▶ **WHAT YOU HAVE TO DO**
Can you put the lines of the listing, from the line containing "TARGET: dark blue polo shirt" down to the end of the listing, into a numbered list, leaving out any blank lines?
** Start DATASET RECORDS **
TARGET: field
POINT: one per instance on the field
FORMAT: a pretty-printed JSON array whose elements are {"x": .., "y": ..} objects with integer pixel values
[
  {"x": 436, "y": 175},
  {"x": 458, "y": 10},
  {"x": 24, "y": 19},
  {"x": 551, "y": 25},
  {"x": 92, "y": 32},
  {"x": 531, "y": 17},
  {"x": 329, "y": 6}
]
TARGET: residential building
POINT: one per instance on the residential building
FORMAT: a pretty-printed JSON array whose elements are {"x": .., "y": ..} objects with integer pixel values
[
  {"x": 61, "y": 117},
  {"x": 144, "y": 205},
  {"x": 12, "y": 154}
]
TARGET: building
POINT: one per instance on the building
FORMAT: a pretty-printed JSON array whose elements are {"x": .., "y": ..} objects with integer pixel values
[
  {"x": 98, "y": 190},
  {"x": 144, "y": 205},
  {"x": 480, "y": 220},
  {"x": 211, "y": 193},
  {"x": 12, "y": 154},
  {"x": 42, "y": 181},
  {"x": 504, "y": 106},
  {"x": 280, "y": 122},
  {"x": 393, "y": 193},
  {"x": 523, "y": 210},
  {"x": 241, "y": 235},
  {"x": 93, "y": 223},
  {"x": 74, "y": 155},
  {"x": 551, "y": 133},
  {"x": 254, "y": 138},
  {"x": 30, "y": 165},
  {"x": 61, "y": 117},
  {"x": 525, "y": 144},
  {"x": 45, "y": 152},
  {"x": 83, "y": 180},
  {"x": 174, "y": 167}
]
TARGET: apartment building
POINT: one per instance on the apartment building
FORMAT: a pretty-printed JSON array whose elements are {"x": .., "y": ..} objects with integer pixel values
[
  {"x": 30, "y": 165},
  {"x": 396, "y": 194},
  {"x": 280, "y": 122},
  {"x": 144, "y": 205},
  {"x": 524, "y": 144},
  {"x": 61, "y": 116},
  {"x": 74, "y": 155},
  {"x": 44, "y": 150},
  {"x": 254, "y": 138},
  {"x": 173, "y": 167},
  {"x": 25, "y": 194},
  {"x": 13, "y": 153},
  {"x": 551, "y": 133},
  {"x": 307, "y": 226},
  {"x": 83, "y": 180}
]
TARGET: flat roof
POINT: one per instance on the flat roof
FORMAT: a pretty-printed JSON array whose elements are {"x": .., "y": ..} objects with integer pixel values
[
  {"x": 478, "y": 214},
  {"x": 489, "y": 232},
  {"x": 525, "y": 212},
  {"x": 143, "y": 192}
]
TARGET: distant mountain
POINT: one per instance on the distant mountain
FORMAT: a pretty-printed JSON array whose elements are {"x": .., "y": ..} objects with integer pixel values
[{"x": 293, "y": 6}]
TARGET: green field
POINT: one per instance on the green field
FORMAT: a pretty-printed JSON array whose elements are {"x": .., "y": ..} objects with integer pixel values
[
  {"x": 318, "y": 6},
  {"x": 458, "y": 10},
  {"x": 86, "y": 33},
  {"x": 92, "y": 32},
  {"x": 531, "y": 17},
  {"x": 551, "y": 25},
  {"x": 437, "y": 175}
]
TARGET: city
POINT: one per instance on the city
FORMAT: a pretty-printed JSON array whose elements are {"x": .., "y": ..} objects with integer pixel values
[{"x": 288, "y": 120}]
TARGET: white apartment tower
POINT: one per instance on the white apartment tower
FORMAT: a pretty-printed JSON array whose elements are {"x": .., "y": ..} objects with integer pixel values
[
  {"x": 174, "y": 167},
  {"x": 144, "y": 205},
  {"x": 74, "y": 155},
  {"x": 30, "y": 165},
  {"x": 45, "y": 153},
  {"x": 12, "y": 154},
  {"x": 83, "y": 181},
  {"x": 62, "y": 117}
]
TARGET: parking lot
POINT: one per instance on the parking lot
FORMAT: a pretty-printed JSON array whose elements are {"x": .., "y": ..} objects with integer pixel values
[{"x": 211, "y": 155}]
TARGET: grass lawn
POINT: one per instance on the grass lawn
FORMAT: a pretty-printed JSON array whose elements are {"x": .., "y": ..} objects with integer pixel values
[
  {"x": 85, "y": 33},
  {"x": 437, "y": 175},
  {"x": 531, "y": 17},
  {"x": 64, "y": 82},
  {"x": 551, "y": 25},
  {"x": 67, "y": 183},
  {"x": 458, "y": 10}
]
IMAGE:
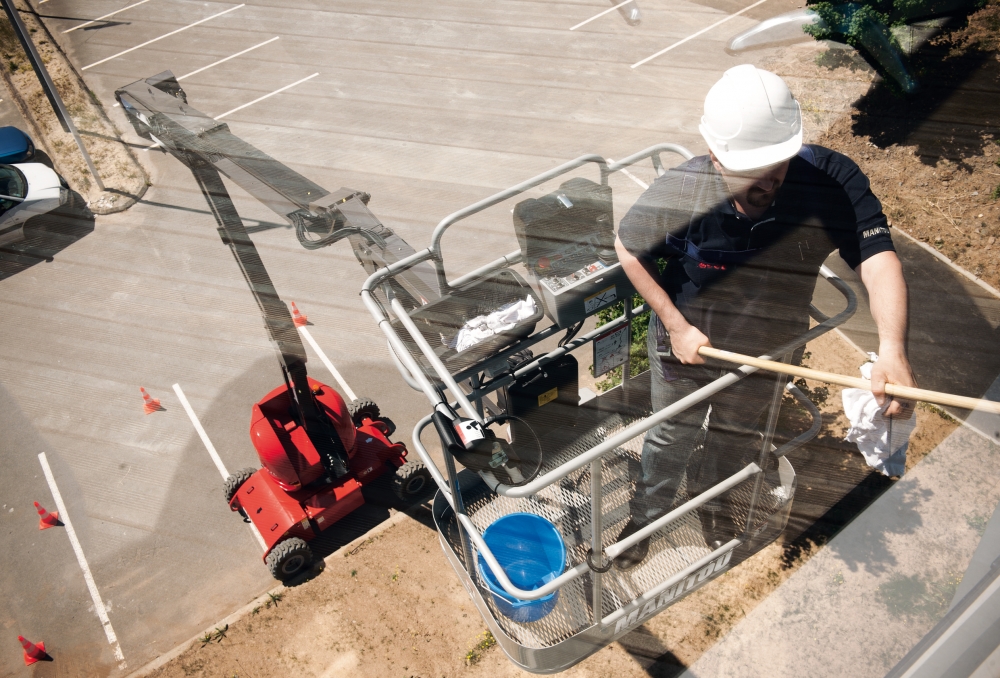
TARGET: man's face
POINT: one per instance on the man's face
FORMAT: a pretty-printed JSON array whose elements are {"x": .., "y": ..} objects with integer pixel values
[{"x": 755, "y": 187}]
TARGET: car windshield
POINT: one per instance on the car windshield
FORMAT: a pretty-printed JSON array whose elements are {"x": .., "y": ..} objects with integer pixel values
[{"x": 12, "y": 185}]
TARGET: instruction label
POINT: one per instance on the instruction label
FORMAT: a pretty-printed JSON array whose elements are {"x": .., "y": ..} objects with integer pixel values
[
  {"x": 611, "y": 349},
  {"x": 601, "y": 299},
  {"x": 548, "y": 396}
]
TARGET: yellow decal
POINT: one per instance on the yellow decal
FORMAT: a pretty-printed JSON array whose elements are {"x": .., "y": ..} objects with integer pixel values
[{"x": 548, "y": 396}]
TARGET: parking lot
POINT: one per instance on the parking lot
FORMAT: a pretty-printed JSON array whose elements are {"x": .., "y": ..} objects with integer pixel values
[{"x": 428, "y": 107}]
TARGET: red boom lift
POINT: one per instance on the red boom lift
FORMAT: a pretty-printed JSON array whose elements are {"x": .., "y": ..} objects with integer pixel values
[{"x": 317, "y": 451}]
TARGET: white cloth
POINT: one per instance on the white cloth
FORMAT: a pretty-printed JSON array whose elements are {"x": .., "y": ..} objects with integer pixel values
[
  {"x": 882, "y": 441},
  {"x": 485, "y": 326}
]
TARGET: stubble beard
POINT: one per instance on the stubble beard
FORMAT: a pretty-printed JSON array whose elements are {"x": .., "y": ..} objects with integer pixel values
[{"x": 757, "y": 197}]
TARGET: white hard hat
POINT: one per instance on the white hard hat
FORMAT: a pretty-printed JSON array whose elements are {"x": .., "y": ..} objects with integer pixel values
[{"x": 751, "y": 119}]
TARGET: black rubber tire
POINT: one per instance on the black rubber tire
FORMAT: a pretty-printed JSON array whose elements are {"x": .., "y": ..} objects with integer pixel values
[
  {"x": 362, "y": 407},
  {"x": 411, "y": 481},
  {"x": 235, "y": 481},
  {"x": 289, "y": 558}
]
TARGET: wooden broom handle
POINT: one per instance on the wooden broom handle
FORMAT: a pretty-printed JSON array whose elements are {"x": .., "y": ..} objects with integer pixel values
[{"x": 905, "y": 392}]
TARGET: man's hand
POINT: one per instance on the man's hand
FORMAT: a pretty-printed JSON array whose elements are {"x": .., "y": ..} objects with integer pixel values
[
  {"x": 893, "y": 368},
  {"x": 882, "y": 275},
  {"x": 685, "y": 343}
]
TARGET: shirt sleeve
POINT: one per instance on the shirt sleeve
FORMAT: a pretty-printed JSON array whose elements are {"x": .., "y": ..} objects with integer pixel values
[{"x": 872, "y": 235}]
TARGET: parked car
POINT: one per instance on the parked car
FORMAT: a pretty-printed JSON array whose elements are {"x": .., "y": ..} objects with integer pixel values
[
  {"x": 27, "y": 190},
  {"x": 15, "y": 146}
]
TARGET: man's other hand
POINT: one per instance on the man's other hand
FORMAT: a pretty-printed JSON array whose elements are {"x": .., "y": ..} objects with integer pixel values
[
  {"x": 685, "y": 343},
  {"x": 892, "y": 367}
]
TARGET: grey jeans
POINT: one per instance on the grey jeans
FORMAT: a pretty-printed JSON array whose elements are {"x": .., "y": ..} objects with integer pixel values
[{"x": 675, "y": 446}]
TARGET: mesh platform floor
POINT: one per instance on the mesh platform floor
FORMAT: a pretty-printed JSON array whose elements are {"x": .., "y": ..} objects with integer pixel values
[{"x": 567, "y": 505}]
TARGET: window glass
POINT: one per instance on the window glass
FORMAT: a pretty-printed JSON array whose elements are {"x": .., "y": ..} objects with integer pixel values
[{"x": 12, "y": 185}]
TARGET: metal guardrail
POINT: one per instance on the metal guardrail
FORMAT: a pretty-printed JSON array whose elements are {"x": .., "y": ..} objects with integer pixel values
[{"x": 415, "y": 376}]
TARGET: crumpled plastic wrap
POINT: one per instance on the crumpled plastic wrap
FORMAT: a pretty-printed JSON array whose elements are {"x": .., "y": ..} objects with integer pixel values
[
  {"x": 485, "y": 326},
  {"x": 881, "y": 441}
]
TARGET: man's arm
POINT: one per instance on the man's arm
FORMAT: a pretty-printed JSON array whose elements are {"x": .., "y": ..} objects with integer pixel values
[
  {"x": 685, "y": 339},
  {"x": 882, "y": 275}
]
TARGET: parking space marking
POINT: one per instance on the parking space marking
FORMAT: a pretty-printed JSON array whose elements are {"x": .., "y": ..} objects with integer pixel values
[
  {"x": 95, "y": 595},
  {"x": 101, "y": 18},
  {"x": 598, "y": 16},
  {"x": 277, "y": 91},
  {"x": 695, "y": 35},
  {"x": 329, "y": 365},
  {"x": 201, "y": 431},
  {"x": 211, "y": 449},
  {"x": 250, "y": 49},
  {"x": 631, "y": 176},
  {"x": 149, "y": 42}
]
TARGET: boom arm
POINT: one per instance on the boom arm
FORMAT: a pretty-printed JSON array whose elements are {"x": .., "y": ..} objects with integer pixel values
[{"x": 158, "y": 110}]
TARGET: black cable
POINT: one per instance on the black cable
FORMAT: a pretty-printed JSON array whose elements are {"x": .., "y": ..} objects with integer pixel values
[
  {"x": 571, "y": 332},
  {"x": 538, "y": 443}
]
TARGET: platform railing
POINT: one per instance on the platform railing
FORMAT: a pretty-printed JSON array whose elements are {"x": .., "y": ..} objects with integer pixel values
[
  {"x": 415, "y": 376},
  {"x": 594, "y": 455}
]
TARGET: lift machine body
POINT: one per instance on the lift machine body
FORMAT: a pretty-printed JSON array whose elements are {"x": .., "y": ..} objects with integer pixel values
[{"x": 317, "y": 451}]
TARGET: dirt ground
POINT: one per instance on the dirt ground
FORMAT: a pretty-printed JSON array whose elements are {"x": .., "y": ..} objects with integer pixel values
[
  {"x": 393, "y": 607},
  {"x": 116, "y": 164}
]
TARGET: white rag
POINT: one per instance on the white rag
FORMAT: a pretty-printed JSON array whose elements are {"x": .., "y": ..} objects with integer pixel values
[
  {"x": 485, "y": 326},
  {"x": 882, "y": 441}
]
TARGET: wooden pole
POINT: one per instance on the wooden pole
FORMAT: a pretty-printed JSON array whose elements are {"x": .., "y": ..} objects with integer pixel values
[{"x": 905, "y": 392}]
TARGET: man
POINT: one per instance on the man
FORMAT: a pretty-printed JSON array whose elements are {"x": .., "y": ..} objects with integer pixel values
[{"x": 744, "y": 232}]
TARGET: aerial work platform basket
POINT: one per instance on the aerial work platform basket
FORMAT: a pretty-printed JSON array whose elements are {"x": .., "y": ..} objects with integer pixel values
[{"x": 576, "y": 475}]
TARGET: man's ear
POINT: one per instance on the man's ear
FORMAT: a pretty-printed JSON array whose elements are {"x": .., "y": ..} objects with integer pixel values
[{"x": 715, "y": 162}]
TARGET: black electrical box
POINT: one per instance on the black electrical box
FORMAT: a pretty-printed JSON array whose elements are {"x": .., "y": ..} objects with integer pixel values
[{"x": 545, "y": 399}]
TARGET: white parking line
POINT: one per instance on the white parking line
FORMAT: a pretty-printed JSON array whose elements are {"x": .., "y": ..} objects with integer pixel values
[
  {"x": 205, "y": 68},
  {"x": 149, "y": 42},
  {"x": 95, "y": 595},
  {"x": 631, "y": 176},
  {"x": 277, "y": 91},
  {"x": 329, "y": 365},
  {"x": 211, "y": 449},
  {"x": 101, "y": 18},
  {"x": 598, "y": 16},
  {"x": 251, "y": 103},
  {"x": 695, "y": 35}
]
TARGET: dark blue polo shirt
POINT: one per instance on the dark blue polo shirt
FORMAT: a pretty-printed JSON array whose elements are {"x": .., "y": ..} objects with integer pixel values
[{"x": 747, "y": 283}]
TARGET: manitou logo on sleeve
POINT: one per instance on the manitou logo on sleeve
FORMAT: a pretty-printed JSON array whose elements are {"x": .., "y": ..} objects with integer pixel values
[
  {"x": 684, "y": 586},
  {"x": 874, "y": 231}
]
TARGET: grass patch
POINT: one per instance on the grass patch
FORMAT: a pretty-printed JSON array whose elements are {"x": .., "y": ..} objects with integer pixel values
[{"x": 483, "y": 642}]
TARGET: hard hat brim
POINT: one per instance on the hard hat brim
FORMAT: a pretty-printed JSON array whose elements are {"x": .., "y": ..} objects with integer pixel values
[{"x": 742, "y": 161}]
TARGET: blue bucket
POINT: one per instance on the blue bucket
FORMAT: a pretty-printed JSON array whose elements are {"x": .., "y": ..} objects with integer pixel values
[{"x": 531, "y": 552}]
** End DATASET RECORDS **
▶ **REPLY**
1. TARGET: dark blue polo shirt
2. POINT: one per instance on the dark blue polo shirt
3. FORMAT: a pretty-printed JSON array whose elements are {"x": .., "y": ..} objects with integer pixel values
4. [{"x": 747, "y": 283}]
5. TARGET: manitou logo on sleeve
6. POINT: one per instance on the manitou logo on sleeve
7. FORMAT: a pretty-printed JSON array whose elements are {"x": .., "y": ..} objects with integer pixel values
8. [
9.   {"x": 684, "y": 586},
10.   {"x": 874, "y": 231}
11. ]
12. TARGET: grass patch
13. POINT: one per instance on the grass patch
14. FORMAT: a pretty-printed JSON array whose elements are {"x": .., "y": ..} objects with integer pixel values
15. [{"x": 483, "y": 642}]
16. TARGET: hard hat brim
17. POINT: one per instance on the hard hat brim
18. FORMAT: a pretty-printed JSON array whose elements are {"x": .., "y": ..} objects with integer pixel values
19. [{"x": 742, "y": 161}]
20. TARGET: blue bucket
21. POINT: one per instance on the blue bucket
22. FORMAT: a pretty-printed JSON array whose elements are {"x": .., "y": ..} objects with integer pixel values
23. [{"x": 531, "y": 552}]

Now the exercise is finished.